> **To be done**
Reproduce the records below line for line, changing nothing.

## start Material supplied

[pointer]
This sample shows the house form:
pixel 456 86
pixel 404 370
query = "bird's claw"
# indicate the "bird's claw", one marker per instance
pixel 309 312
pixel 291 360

## end Material supplied

> **Exercise solution**
[pointer]
This sample shows the house form:
pixel 456 86
pixel 404 370
query = "bird's claw"
# indicate the "bird's claw", one marker per instance
pixel 309 312
pixel 291 360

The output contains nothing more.